* REQUIRED TASKS:
**A.** Which environments does the authors' reply in the peer review name for its additional experiments?
**B.** Copy the peer review between "Were entropy-traps also" and "in some situations.", inclusive.

* DOCUMENT SEGMENT:
--

The authors analyze the trade-off between exploration/robustness and exploitation in Maximum Entropy Reinforcement Learning though a variety of control tasks. The paper demonstrate that in performance-critical control tasks requiring precise, low-entropy actions, Maximum Entropy approaches can become misguided by their entropy-driven exploration, which help readers to understand how entropy maximization affects policy optimization.

给作者的问题

Were entropy-traps also expected or observed in high-dimensional image-based RL tasks? Will SAC-AdaEnt decreases performance in tasks where SAC generally succeed (e.g. Hopper, or other Mujoco envs)?

论据与证据

Yes, main claims made in the submission are generally supported by clear evidence.

方法与评估标准

The analysis of the misleading effect of maximum entropy RL is conducted on different robotics control environments with 5 random seeds. Results are compared to PPO to highlight performance gaps and benefits of entropy maximization at different situations. Authors also proposed SAC with Adative Entropy Scaling, SAC-AdaEnt to further show the negative effective of soft Q values in some situations.

理论论述

Theoretical part looks ok to me.

实验设计与分析

The authors demonstrate empirically with a toy example and experiments on complex control tasks to show explicit situations where maximizing entropy leads to convergence towards suboptimal, high-entropy solutions, which I found is very clear and sound. Issues: the authors also propose a possible solution, SAC-AdaEnt. SAC-AdaEnt is then compared with standard SAC, however, limited discussion/analysis is on SAC-AdaEnt, for example, will SAC-AdaEnt decreases performance in tasks where SAC generally succeed (e.g. Hopper)?

补充材料

Briefly look at the pseudocode for SAC-AdaEnt.

与现有文献的关系

The paper is connected to important literature areas of maximum entropy RL and exploration-exploitation trade-off. By clearly illustrating situations where maximizing entropy can degrade performance, this paper significantly extends the understanding of limitations inherent in widely used maximum entropy methods such as SAC. This paper also explicitly compares non-maximum entropy algorithm PPO against SAC, highlighting trade-offs between entropy-driven exploration and precise exploitation on practical tasks. With these discussions, I think the paper can help people improve current maximum-entropy algorithms int he future.

遗漏的重要参考文献

NA

其他优缺点

See above sections

其他意见或建议

See above sections

作者回复

Thank you for your positive feedback and questions. We agree that more discussion and analysis can be done for SAC-AdaEnt, and we provide some more details below. Indeed, we formulated SAC-MaxEnt less as an algorithm that is intended to replace SAC, but more as an ablation mechanism that tests the validity of the theoretical analysis in practical learning environments. We believe the principled understanding of the misleading effect of MaxEnt algorithms (and how it can both positively and negatively affect policy learning) opens up the possibility of developing more customized policy optimization procedures for challenging environments that exploit their specific structures and value landscapes.

Q: (SAC-AdaEnt)

Will SAC-AdaEnt decrease performance in tasks where SAC generally succeeds?

A:

Following the question, we performed additional experiments on the environments in the paper where SAC generally succeeds: Hopper, Obstacle2D, Acrobot (also attached results for Vehicle and Quadrotor, in which SAC fails). The summary of performance comparison is shown in the table below, and we will add the plots and more discussion in the paper.

--

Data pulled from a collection
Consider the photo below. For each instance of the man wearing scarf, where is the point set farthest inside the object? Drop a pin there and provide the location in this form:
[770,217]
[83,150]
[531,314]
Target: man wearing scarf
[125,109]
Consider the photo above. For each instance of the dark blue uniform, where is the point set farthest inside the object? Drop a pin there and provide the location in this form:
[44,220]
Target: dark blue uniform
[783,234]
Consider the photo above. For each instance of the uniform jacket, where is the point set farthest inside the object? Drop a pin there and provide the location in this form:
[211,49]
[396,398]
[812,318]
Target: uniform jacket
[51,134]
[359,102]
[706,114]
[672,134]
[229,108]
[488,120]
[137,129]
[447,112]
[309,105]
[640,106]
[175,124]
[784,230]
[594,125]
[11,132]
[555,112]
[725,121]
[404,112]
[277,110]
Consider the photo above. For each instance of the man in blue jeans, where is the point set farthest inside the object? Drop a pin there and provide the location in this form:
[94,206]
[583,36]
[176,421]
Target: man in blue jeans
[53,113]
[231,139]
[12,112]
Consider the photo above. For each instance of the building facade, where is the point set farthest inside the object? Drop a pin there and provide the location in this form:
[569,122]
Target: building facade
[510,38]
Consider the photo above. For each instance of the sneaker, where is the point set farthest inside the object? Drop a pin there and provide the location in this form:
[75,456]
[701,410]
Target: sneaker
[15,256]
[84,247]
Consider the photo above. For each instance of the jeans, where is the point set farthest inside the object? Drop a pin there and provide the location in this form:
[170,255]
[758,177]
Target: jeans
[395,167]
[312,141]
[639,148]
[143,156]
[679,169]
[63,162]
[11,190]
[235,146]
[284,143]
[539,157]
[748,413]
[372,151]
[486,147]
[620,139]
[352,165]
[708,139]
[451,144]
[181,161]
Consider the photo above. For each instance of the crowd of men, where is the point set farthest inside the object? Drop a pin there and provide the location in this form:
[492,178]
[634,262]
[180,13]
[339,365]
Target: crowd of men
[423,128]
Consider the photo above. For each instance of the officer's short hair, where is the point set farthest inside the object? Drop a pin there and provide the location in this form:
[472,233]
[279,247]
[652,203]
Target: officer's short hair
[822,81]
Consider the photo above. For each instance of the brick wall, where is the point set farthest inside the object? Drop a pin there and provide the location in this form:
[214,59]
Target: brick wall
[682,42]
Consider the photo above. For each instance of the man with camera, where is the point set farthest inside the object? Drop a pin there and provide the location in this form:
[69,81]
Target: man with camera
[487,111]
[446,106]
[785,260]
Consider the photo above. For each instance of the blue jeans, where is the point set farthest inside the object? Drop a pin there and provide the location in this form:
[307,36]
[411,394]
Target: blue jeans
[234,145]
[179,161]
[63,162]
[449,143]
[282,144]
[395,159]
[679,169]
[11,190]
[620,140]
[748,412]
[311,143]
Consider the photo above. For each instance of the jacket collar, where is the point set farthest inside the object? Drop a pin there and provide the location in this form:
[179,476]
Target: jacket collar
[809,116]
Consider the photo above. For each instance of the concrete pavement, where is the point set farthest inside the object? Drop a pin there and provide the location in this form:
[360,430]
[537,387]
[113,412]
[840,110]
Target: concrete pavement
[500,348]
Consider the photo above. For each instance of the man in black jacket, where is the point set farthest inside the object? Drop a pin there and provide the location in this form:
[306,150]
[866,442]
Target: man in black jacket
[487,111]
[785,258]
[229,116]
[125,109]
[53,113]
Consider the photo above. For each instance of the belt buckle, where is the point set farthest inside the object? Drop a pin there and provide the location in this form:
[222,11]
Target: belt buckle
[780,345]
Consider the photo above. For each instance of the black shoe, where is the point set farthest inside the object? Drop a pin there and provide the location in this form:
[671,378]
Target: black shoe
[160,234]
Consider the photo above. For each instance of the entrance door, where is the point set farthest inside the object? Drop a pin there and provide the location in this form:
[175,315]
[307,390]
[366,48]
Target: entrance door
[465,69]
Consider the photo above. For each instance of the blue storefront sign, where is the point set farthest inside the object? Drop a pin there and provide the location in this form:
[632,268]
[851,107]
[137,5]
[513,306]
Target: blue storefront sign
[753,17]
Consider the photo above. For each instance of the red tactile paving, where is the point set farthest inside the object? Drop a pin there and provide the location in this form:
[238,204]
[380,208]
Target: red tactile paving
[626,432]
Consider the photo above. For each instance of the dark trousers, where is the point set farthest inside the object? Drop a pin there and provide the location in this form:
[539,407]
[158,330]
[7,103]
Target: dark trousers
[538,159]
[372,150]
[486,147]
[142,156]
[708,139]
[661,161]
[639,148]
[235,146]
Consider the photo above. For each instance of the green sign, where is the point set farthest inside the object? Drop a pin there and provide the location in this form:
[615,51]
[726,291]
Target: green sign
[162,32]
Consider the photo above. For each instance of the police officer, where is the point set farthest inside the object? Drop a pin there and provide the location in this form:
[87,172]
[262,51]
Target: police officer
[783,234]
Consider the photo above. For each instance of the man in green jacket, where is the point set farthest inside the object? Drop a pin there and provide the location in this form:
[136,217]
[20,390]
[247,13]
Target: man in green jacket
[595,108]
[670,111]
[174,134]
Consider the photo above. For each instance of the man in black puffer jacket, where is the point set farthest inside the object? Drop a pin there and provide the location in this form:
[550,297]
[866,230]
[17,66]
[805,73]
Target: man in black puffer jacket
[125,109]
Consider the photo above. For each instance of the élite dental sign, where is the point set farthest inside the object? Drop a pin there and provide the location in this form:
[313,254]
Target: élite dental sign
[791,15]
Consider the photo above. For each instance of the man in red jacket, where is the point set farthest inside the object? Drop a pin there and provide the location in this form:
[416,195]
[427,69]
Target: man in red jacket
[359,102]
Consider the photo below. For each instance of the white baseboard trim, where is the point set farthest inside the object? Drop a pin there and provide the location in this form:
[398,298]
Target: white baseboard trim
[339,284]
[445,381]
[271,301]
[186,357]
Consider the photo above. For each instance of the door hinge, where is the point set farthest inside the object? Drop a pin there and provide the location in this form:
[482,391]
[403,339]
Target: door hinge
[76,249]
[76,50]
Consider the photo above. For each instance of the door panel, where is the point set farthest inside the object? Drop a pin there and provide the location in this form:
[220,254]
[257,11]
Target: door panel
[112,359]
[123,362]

--

* FULL SOLUTIONS:
**A.** Hopper, Obstacle2D, Acrobot, Vehicle, Quadrotor

**B.**
Were entropy-traps also expected or observed in high-dimensional image-based RL tasks? Will SAC-AdaEnt decreases performance in tasks where SAC generally succeed (e.g. Hopper, or other Mujoco envs)?

论据与证据

Yes, main claims made in the submission are generally supported by clear evidence.

方法与评估标准

The analysis of the misleading effect of maximum entropy RL is conducted on different robotics control environments with 5 random seeds. Results are compared to PPO to highlight performance gaps and benefits of entropy maximization at different situations. Authors also proposed SAC with Adative Entropy Scaling, SAC-AdaEnt to further show the negative effective of soft Q values in some situations.